(DATA SHOWN Opens)
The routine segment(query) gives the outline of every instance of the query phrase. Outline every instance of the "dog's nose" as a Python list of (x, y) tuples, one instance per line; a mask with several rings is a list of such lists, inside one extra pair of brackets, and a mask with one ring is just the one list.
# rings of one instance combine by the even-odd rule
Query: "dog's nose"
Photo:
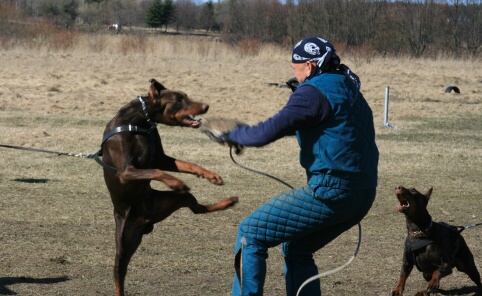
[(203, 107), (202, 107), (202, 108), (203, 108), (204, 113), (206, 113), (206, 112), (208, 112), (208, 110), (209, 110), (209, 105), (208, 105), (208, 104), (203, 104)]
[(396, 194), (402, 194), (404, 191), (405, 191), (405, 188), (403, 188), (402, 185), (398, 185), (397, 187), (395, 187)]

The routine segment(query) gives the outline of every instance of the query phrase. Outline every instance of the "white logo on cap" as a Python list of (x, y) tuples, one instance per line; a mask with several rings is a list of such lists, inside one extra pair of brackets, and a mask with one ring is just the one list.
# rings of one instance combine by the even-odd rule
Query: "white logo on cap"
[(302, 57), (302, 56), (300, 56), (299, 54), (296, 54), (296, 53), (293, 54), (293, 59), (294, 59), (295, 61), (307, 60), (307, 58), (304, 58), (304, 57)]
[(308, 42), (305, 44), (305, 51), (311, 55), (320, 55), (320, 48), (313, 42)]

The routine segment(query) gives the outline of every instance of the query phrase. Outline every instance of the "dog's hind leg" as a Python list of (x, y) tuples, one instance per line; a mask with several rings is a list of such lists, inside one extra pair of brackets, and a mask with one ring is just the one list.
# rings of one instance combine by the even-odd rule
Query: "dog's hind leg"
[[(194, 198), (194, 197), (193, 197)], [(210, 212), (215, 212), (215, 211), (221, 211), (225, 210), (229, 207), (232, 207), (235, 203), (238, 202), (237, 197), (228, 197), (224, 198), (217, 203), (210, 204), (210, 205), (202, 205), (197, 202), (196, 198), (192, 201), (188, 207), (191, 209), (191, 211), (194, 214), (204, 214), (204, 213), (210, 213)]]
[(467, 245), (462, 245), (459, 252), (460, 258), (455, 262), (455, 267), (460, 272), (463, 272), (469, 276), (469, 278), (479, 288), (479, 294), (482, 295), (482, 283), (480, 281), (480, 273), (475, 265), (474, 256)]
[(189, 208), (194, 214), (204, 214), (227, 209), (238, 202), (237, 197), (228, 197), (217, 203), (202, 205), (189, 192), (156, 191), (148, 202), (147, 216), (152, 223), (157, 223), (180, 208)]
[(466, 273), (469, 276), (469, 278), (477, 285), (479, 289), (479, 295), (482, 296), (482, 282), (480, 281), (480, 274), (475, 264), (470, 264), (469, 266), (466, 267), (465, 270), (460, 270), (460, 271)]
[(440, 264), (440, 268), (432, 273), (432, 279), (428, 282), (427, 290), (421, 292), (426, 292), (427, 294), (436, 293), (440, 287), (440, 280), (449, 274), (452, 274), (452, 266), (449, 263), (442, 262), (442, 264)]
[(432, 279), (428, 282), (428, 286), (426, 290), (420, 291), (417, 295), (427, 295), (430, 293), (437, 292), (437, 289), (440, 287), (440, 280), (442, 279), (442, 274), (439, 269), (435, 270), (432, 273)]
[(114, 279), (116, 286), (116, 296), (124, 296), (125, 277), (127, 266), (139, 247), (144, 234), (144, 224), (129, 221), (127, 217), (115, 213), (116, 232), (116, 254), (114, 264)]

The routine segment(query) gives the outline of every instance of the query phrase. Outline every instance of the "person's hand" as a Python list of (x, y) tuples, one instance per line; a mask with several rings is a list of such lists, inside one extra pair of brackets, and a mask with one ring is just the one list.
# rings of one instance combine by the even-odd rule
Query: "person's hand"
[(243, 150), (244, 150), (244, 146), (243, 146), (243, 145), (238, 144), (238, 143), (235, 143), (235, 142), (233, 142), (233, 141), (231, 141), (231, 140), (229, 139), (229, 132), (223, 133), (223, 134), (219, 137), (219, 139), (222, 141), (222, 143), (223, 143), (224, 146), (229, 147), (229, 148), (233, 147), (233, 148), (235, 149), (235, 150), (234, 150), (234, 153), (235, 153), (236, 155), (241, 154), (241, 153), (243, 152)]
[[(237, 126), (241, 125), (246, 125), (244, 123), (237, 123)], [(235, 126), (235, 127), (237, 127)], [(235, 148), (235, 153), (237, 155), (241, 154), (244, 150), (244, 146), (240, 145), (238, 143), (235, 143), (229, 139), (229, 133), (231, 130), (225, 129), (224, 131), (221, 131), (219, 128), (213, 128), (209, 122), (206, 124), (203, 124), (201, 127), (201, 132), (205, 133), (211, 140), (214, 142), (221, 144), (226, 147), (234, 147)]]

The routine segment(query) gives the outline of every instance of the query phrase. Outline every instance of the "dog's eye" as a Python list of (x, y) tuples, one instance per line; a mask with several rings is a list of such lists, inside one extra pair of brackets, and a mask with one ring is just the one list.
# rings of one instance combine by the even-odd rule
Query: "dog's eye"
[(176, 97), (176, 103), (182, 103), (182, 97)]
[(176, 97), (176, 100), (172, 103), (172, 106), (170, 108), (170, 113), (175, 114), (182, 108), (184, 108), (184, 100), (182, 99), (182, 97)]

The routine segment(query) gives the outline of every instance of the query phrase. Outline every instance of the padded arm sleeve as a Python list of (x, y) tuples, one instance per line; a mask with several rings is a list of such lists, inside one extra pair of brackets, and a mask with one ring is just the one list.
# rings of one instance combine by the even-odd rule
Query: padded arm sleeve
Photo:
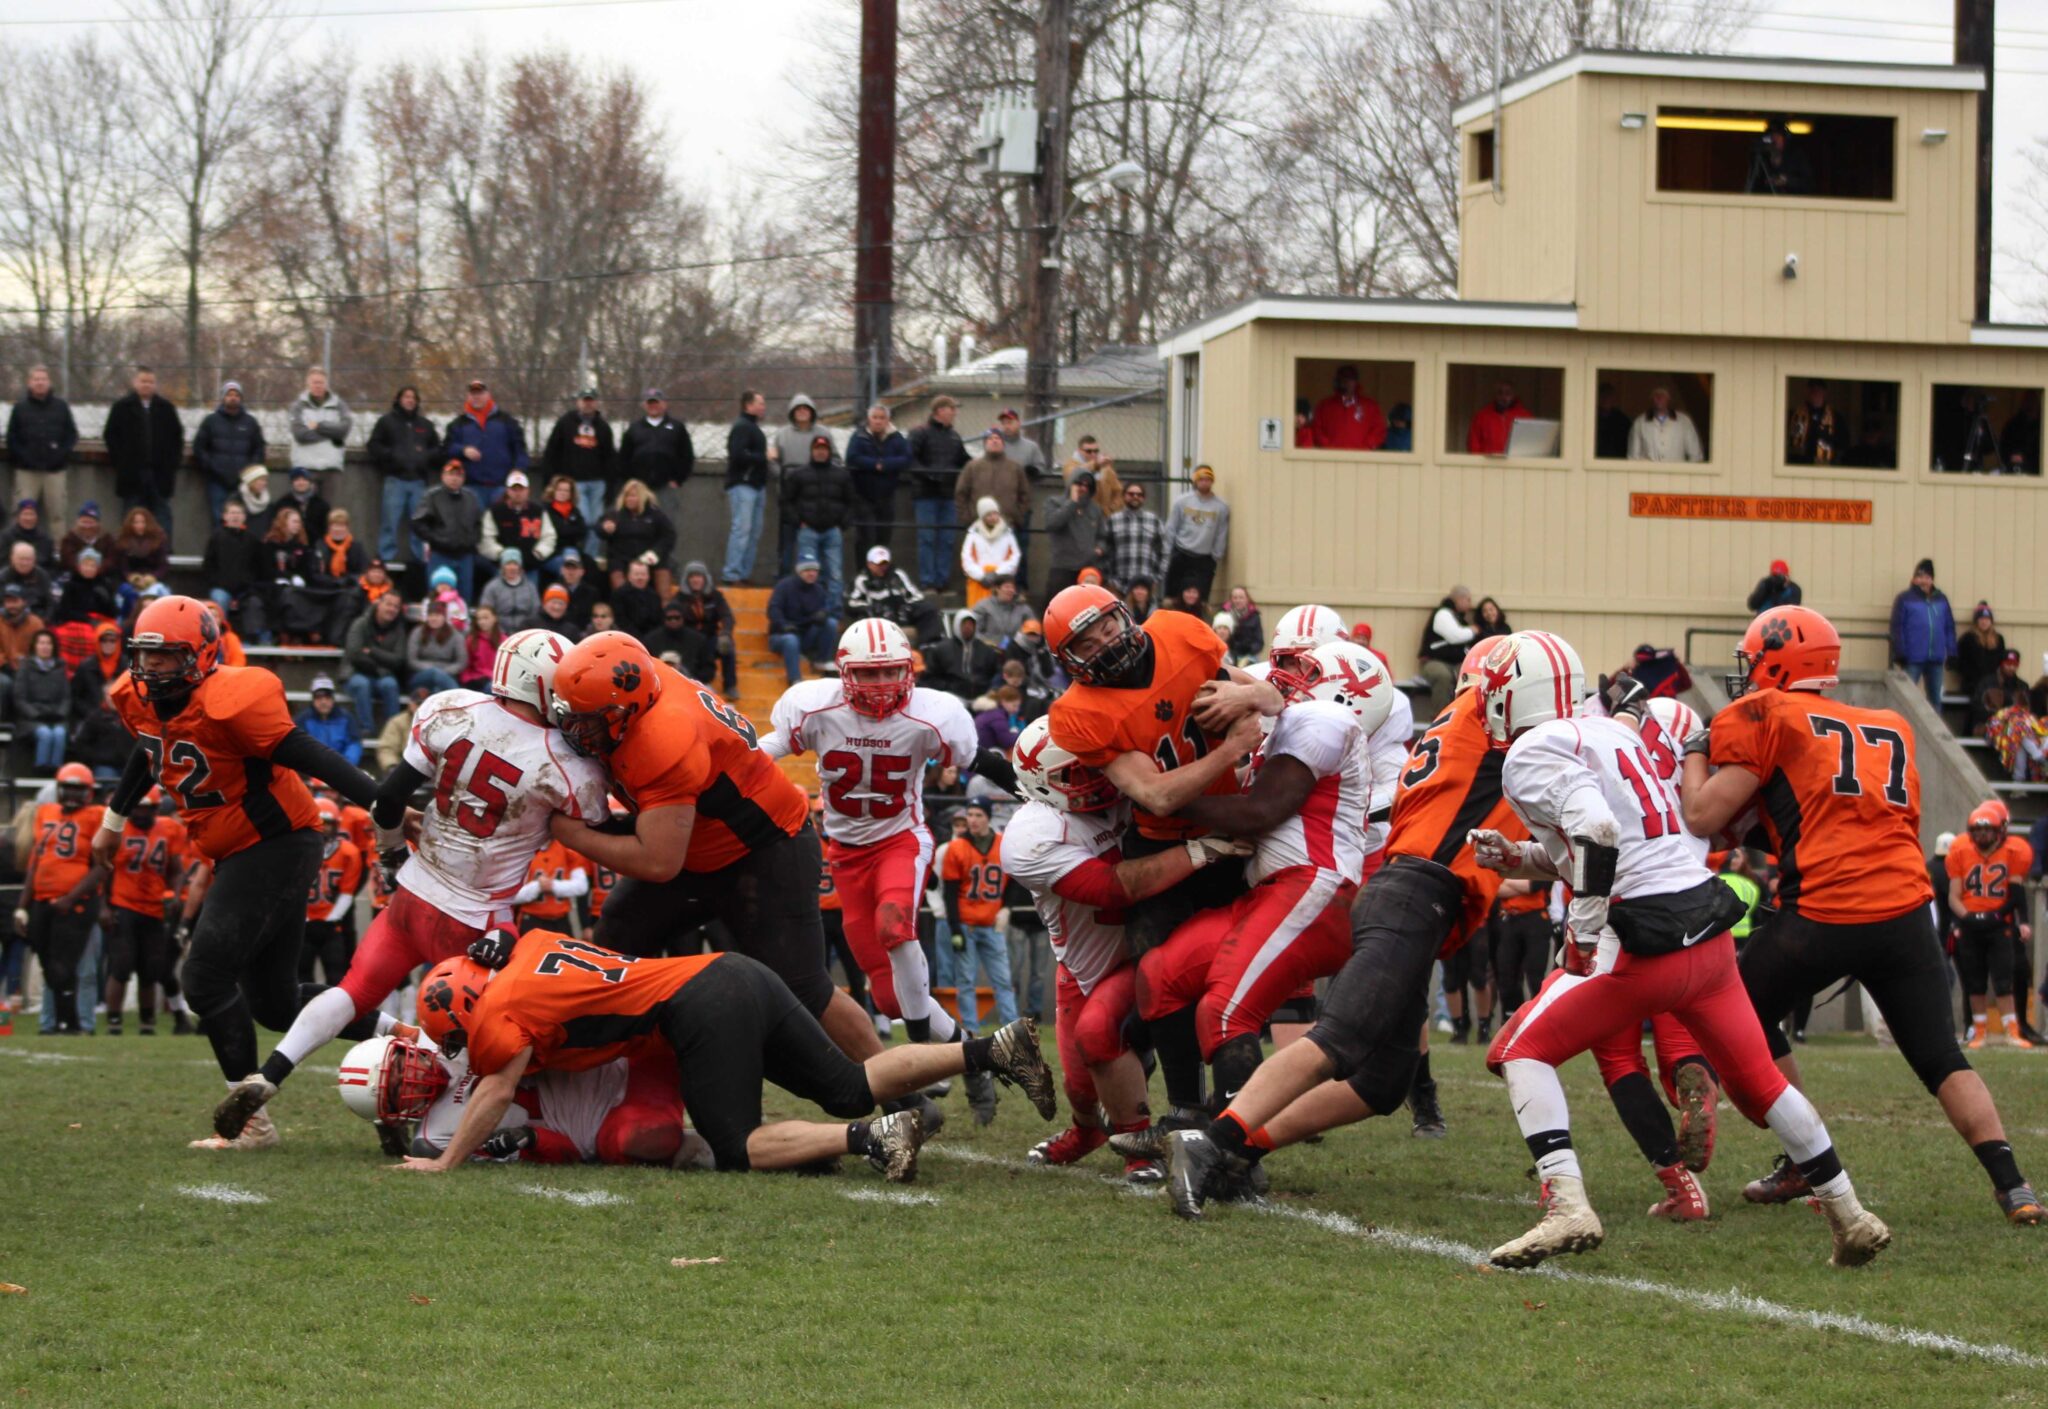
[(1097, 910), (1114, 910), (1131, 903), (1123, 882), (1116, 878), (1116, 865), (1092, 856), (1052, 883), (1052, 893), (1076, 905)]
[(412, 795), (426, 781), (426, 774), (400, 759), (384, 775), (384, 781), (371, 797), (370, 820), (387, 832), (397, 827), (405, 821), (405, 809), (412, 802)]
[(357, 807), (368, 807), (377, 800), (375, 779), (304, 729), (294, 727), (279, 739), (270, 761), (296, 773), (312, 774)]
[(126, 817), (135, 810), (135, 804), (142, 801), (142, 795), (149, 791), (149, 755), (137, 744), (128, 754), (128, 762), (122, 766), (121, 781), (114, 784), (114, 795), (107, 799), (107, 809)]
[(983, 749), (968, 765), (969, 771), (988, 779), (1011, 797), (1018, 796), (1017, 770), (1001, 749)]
(DATA SHOWN Closes)
• _EXERCISE_
From the listing above, copy all lines holding the word "nose".

• _RESULT FOR THIS TASK_
The routine segment(query) gives the outline of every instance of the query phrase. Outline every instance of the "dog's nose" as a Python list of (x, y) tuples, one instance per line; a mask with several rings is a list of such lists, inside one extra pair of brackets, and a mask with one ring is just the one list.
Query: "dog's nose"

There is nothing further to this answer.